Working data:
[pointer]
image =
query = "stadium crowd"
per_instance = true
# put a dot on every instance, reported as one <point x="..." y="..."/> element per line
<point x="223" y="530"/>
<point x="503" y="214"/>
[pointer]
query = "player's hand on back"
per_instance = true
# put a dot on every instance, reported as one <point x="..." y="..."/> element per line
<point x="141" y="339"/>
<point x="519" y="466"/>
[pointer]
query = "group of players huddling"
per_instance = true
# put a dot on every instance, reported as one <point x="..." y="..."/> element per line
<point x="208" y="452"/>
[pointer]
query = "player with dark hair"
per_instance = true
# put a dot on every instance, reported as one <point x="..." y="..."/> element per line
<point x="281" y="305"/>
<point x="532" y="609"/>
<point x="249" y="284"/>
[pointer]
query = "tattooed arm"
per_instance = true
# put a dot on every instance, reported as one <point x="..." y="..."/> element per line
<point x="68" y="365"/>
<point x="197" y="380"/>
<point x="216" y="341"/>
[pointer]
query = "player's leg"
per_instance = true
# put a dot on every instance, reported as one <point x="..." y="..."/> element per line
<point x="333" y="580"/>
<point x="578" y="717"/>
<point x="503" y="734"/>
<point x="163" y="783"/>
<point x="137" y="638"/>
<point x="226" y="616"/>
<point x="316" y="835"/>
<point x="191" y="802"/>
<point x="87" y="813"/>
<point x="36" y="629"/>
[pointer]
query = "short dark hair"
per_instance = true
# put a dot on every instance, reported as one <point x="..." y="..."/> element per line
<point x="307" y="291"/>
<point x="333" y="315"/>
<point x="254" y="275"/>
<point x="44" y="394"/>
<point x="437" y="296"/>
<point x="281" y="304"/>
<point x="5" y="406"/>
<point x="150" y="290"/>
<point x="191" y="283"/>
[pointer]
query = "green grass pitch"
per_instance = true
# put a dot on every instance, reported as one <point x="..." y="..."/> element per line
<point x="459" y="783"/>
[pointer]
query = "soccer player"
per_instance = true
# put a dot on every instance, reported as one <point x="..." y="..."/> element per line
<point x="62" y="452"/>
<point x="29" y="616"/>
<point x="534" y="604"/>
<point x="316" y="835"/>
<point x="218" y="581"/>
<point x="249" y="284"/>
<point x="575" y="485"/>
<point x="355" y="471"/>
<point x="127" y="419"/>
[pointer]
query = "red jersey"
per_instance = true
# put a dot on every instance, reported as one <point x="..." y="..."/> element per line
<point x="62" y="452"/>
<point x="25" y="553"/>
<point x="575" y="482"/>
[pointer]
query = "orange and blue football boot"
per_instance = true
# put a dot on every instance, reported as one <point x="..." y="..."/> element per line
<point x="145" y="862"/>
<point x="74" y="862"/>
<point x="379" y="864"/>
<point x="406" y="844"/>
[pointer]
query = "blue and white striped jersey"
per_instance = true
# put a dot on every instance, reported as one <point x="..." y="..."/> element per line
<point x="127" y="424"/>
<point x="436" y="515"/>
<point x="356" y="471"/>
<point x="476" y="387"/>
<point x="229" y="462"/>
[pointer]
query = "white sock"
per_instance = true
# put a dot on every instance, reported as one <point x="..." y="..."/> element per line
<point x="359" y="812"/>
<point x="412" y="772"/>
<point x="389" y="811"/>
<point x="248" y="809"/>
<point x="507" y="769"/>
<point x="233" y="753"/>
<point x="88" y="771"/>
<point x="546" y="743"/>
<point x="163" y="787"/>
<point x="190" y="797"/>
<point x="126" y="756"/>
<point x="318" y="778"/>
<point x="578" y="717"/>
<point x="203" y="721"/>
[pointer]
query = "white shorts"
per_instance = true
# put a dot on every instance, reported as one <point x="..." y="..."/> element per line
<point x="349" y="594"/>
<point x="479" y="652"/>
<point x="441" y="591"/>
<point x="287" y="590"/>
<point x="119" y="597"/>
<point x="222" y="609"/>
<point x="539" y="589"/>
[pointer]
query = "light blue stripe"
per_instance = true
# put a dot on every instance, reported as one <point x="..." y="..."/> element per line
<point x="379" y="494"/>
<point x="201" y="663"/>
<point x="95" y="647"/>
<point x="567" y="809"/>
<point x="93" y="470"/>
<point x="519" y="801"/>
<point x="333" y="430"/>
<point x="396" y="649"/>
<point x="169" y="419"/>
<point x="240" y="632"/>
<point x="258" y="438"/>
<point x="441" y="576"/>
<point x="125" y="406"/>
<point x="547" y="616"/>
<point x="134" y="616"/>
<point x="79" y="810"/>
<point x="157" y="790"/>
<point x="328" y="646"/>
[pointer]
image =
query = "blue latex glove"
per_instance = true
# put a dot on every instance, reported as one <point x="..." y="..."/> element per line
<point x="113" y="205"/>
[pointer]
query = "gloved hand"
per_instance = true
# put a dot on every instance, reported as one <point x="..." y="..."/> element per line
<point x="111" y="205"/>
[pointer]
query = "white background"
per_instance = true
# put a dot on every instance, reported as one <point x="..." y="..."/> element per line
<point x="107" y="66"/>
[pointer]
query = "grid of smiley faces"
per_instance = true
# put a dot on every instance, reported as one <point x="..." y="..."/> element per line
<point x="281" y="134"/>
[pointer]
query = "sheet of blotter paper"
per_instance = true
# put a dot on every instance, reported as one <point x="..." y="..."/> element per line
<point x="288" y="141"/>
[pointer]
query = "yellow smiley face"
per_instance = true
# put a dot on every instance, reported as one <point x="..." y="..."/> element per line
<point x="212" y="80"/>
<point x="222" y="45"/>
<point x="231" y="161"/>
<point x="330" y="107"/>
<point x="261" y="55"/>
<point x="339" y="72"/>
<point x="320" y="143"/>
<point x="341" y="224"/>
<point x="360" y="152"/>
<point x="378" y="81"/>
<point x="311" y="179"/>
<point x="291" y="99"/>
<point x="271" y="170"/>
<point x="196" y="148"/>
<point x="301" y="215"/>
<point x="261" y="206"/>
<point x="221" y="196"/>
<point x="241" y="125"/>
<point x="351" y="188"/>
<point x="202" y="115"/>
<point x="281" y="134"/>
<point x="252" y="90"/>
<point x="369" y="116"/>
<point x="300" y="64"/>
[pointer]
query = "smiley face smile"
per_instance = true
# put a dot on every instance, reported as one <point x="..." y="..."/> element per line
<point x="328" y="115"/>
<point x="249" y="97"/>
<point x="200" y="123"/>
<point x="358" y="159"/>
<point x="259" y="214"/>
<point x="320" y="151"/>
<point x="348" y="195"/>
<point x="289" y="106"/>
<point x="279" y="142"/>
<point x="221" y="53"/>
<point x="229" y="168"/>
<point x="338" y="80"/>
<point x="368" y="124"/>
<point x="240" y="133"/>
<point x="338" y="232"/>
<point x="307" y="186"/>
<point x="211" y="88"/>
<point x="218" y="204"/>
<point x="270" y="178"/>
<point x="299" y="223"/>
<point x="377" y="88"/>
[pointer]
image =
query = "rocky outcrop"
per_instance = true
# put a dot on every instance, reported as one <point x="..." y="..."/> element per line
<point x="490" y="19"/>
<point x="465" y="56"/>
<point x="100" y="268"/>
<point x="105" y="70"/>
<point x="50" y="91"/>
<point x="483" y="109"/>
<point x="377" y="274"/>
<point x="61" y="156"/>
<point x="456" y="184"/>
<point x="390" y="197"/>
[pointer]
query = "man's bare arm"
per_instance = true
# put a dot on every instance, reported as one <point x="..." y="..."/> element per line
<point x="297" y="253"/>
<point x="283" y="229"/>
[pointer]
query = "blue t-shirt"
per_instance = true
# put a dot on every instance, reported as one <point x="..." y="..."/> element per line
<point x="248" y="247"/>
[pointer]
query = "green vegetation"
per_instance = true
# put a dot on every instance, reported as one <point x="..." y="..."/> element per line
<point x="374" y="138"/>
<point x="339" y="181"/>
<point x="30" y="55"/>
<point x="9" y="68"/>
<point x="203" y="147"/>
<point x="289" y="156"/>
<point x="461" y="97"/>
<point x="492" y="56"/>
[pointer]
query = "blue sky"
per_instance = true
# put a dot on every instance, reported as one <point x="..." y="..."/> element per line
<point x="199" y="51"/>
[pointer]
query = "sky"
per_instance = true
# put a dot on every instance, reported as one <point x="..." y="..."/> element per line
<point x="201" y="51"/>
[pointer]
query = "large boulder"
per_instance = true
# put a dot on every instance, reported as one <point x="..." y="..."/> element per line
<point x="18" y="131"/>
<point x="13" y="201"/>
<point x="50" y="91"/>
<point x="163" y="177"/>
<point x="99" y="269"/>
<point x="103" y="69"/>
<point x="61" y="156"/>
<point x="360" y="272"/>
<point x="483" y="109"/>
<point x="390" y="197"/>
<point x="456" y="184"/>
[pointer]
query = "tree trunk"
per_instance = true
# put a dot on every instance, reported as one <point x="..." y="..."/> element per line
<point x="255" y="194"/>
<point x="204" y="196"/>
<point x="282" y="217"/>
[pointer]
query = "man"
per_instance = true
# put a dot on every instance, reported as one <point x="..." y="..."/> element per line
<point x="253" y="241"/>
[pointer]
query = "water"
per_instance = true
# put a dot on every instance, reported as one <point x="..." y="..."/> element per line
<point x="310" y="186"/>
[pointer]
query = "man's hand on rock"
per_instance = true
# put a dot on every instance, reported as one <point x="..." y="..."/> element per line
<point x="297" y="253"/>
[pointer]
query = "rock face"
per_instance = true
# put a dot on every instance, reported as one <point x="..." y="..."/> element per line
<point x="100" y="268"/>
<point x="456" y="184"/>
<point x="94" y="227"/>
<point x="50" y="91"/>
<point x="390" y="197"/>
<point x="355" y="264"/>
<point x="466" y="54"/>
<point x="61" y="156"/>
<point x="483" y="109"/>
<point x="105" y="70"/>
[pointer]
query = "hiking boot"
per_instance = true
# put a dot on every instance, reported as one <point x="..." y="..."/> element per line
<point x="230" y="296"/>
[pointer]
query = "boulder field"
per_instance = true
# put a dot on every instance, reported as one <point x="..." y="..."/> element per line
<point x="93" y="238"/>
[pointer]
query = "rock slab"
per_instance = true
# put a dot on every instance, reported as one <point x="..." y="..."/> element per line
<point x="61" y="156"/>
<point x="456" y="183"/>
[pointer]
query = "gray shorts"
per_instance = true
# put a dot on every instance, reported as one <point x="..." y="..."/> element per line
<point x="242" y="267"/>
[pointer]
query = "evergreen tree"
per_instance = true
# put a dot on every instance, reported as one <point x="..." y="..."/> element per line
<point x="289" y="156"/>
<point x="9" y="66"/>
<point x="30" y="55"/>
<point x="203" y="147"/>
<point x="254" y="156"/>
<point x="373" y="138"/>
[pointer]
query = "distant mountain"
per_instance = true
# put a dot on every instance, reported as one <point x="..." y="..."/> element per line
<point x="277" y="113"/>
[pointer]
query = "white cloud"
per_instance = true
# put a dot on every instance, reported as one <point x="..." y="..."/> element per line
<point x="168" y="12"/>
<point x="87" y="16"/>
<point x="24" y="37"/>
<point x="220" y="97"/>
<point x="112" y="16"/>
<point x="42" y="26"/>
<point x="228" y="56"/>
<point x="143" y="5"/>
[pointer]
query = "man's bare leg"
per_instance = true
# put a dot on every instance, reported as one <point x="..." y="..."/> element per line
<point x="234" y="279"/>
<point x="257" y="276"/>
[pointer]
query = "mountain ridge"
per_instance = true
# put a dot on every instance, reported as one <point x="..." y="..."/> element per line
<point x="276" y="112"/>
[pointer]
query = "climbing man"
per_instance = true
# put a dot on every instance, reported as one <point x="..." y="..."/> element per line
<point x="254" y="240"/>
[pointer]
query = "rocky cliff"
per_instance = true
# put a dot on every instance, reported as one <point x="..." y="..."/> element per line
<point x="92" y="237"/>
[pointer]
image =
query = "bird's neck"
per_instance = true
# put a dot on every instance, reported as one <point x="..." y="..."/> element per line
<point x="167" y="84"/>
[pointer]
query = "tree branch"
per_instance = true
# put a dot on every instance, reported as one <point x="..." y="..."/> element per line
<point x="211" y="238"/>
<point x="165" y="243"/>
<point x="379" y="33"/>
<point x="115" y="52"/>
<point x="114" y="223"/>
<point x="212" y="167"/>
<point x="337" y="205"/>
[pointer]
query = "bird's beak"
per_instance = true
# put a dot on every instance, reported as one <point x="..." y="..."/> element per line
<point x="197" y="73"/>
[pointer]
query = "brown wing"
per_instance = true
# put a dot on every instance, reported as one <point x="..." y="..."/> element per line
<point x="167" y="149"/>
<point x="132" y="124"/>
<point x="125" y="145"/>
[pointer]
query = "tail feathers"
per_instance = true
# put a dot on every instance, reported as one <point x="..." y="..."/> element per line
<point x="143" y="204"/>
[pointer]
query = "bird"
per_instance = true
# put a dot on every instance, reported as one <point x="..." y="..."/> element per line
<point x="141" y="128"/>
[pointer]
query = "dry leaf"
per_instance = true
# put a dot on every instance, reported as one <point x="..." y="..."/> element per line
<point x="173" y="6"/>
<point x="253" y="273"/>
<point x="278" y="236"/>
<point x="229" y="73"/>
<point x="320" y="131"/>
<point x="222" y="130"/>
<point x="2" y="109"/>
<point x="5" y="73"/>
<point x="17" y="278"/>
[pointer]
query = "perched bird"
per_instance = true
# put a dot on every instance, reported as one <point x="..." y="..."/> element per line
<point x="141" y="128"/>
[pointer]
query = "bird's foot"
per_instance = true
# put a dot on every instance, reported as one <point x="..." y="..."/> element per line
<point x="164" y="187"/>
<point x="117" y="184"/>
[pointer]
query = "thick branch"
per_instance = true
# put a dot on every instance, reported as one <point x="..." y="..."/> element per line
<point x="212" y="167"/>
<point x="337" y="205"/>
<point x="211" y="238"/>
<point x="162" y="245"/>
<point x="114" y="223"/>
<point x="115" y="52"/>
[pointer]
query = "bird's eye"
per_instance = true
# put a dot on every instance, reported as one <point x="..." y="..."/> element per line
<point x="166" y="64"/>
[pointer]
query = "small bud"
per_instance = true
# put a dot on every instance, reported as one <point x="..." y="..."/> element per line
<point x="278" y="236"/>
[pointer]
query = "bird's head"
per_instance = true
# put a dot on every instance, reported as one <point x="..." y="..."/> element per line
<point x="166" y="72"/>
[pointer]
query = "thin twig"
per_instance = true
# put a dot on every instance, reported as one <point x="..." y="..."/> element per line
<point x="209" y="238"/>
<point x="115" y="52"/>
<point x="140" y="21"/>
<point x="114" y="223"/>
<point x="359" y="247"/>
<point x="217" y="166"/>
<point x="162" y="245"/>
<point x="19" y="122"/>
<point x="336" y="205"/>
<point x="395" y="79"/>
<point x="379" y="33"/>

Stated problem: Keep only the lines in the data above that contain the word "white", matching case exactly.

Completed exercise:
query = "blue and white striped jersey"
query = "white sock"
query = "white shorts"
query = "white background"
query = "white cloud"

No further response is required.